CONSIGNES:
[a] Dans l'article sur le marché de la pièce en Algérie, recopiez le passage allant de "D’après les propos" à "à la contrefaçon." en remplaçant "spéculation" par "surenchère".
[b] Quelle ville l'article sur le marché de la pièce en Algérie présente-t-il comme la plaque tournante de la pièce dans le pays ?
[c] Poursuivez l'article sur le marché de la pièce en Algérie après sa dernière phrase.

____ TEXTE FOURNI

D’après les propos de Salim, de nombreux opérateurs algériens sont en faillite et commencent à fermer leurs entrepôts car il est impossible de combattre à armes égales avec eux. D’après notre interlocuteur, les transitaires installés en Europe sont en train de lâcher les Algériens. Quant aux fournisseurs, ils demandent à être payés sur place et en espèces. Chose jamais vu et qui n’arrange en rien la situation déjà désastreuse que vit le marché de la pièce en Algérie.

Ain Mlila, fief de l’huile moteur !

L’huile moteur connaît depuis 3 mois une augmentation sans précédent. L’huile moteur, élément essentiel pour le bon fonctionnement de la mécanique, connaît également une crise liée à la spéculation. Plusieurs importateurs de marques bien connues, comme Castrol, sont frappés de plein fouet par la spéculation alors que la seule crise qui existe était celle liée à la contrefaçon.

Durant notre enquête, nous avons appris que plusieurs de ces importateurs n’hésitent pas à vendre leurs stocks en entier à des groupes arrivant droit de Ain Mlila, reconnue comme étant la plaque tournante de la pièce en Algérie. Ces groupes arrivent, selon nos informations, comme les Turcs, c’est-à-dire les poches pleines de billets verts raflant ce qui est le plus demandé et particulièrement des références comme 5W40 turbo diesel, 5W40 Professionnel et 10W40.

________
____ DONNÉES DISPONIBLES

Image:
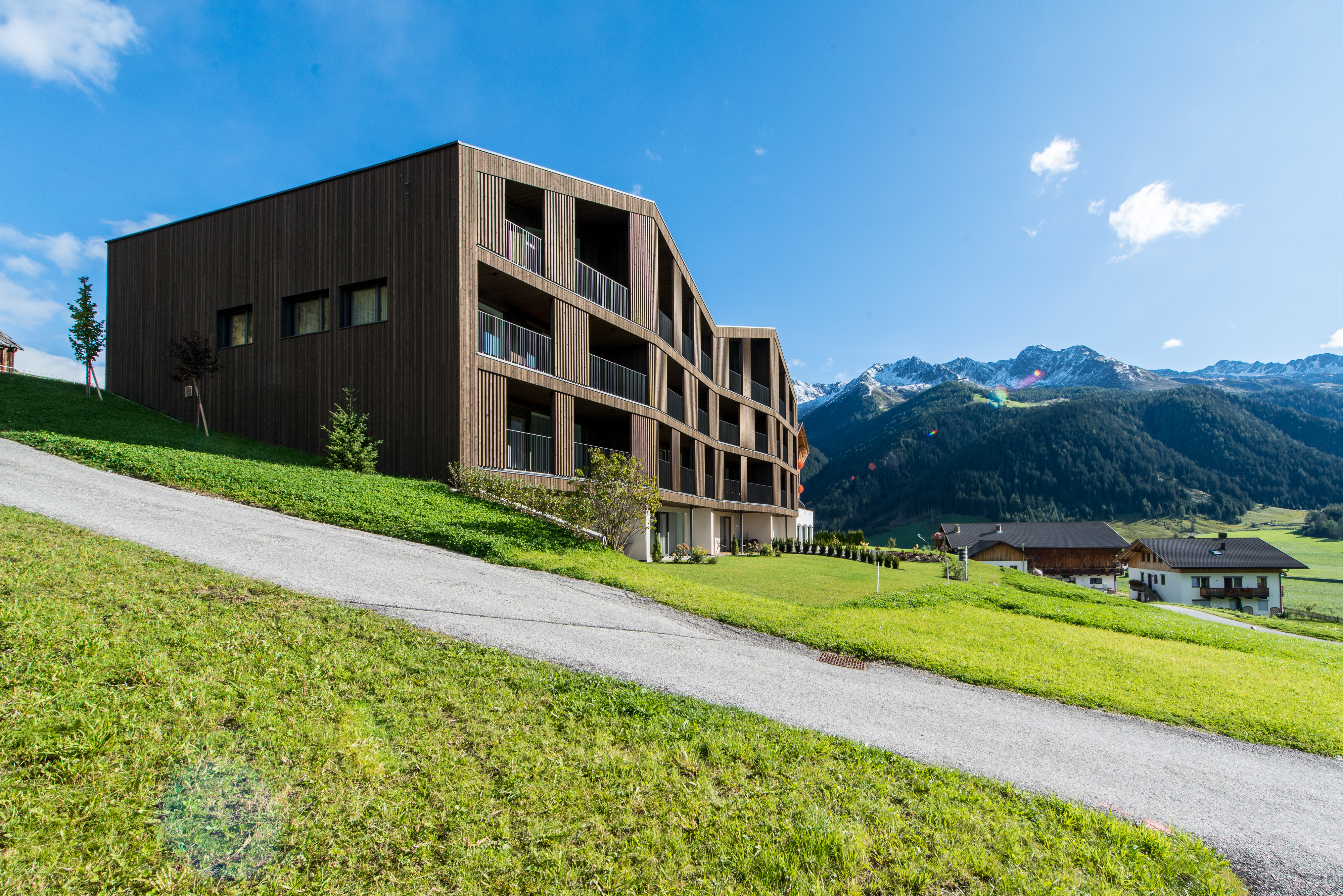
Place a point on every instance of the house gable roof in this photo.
(1033, 536)
(1207, 553)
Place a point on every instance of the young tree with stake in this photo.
(195, 360)
(88, 335)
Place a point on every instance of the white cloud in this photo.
(24, 265)
(1152, 214)
(53, 365)
(21, 308)
(1056, 159)
(152, 219)
(71, 42)
(65, 250)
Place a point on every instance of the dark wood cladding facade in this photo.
(432, 229)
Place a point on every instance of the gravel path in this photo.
(1278, 815)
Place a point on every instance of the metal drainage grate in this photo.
(847, 662)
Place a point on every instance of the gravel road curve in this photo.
(1278, 815)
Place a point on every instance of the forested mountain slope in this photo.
(1098, 455)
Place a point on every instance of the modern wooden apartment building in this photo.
(487, 312)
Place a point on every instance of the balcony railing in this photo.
(598, 288)
(617, 380)
(1260, 593)
(584, 455)
(523, 247)
(518, 345)
(676, 406)
(531, 452)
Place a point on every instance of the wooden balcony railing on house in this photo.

________

CORRIGÉ:
[a]
D’après les propos de Salim, de nombreux opérateurs algériens sont en faillite et commencent à fermer leurs entrepôts car il est impossible de combattre à armes égales avec eux. D’après notre interlocuteur, les transitaires installés en Europe sont en train de lâcher les Algériens. Quant aux fournisseurs, ils demandent à être payés sur place et en espèces. Chose jamais vu et qui n’arrange en rien la situation déjà désastreuse que vit le marché de la pièce en Algérie.

Ain Mlila, fief de l’huile moteur !

L’huile moteur connaît depuis 3 mois une augmentation sans précédent. L’huile moteur, élément essentiel pour le bon fonctionnement de la mécanique, connaît également une crise liée à la surenchère. Plusieurs importateurs de marques bien connues, comme Castrol, sont frappés de plein fouet par la surenchère alors que la seule crise qui existe était celle liée à la contrefaçon.

[b] Ain Mlila.

[c]
Le bidon de 5 litres Castrol EDGE, qui était vendu en magasin à 5500 DA, est revendu aujourd’hui à 7800 DA, ajoutés à l’ensemble de la filtration, une vidange revient aujourd’hui à 10 000 DA, soit la moitié du smic algérien. Salim, qui connaît bien cette situation, affirme que l’huile moteur est semblable à de l’or en barre. «Des marques comme ROWE se négocient à prix d’or aujourd’hui et ne sont pas disponibles en grosse quantité.

J’ai l’immense chance de connaître personnellement l’importateur. Ainsi, il peut me faire une fleur en me livrant directement en magasin plusieurs palettes que je revends directement à mes clients.

Mais jusqu’à quand ? La spéculation est évidente en ce moment. Les plus gros points de stockage d’huile moteur sont à Ain Mlila dans la wilaya d’Oum El Bouaghi. Si le ministère du Commerce veut faire une enquête et lever le doute, il faut qu’une équipe soit diligentée directement sur place et ouvrir les dépôts.» Nous avons questionné Salim pour savoir comment font-ils, et ce dernier explique l’opération qui est en réalité un jeu d’enfant.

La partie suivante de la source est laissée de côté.